[Region labeling records]
▬▬▬▬▬▬▬▬▬▬

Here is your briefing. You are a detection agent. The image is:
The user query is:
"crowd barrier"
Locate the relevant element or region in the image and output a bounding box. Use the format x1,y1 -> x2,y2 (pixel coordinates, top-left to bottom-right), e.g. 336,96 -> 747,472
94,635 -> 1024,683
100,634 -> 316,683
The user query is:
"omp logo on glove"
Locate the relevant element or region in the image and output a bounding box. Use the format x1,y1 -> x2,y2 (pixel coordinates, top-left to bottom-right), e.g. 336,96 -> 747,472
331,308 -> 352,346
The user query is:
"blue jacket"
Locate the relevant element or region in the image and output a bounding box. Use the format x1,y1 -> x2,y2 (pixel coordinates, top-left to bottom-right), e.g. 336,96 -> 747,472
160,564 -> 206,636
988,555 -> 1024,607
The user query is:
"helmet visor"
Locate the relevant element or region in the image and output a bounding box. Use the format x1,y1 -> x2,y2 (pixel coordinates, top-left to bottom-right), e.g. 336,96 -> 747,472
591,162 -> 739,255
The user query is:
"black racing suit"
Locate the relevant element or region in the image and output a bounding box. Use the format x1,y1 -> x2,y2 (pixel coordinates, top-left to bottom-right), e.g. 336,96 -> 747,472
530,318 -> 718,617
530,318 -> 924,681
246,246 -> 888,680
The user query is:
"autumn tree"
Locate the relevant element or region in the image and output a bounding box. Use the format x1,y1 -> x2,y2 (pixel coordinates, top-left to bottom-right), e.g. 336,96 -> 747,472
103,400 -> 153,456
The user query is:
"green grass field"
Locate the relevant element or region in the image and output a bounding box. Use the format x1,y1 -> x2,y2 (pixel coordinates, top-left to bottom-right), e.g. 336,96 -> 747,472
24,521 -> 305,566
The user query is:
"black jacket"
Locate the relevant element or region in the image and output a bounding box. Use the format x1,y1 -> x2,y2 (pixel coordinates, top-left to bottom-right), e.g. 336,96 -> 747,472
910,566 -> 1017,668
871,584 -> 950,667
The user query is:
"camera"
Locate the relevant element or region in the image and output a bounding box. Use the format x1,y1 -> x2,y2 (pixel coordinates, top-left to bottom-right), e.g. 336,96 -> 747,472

▬▬▬▬▬▬▬▬▬▬

#### Given request
Arrange the material from its start through the line containing "331,308 -> 352,346" as a CSV with two columns, input and output, where each row holds one text and its answer. Put each field in quotation marks and replace line breaks with spaces.

#### Correct result
input,output
"Here is your briefing. You are a detection agent. The image is: The user query is: ""crowd barrier"" Locate the relevant element or region in the image and output a bounding box. Use the format x1,y1 -> x2,y2 (pixel coordinates, top-left to bottom-right), e.g. 336,96 -> 747,472","94,635 -> 1024,683 100,634 -> 316,683"
"The user query is: ""omp logo on glove"" Locate the relevant element or region in the image and output a bounding box. Use the format x1,y1 -> x2,y2 (pixel coordinates, top-left to bottom-right), e.g. 336,96 -> 747,472","331,308 -> 352,346"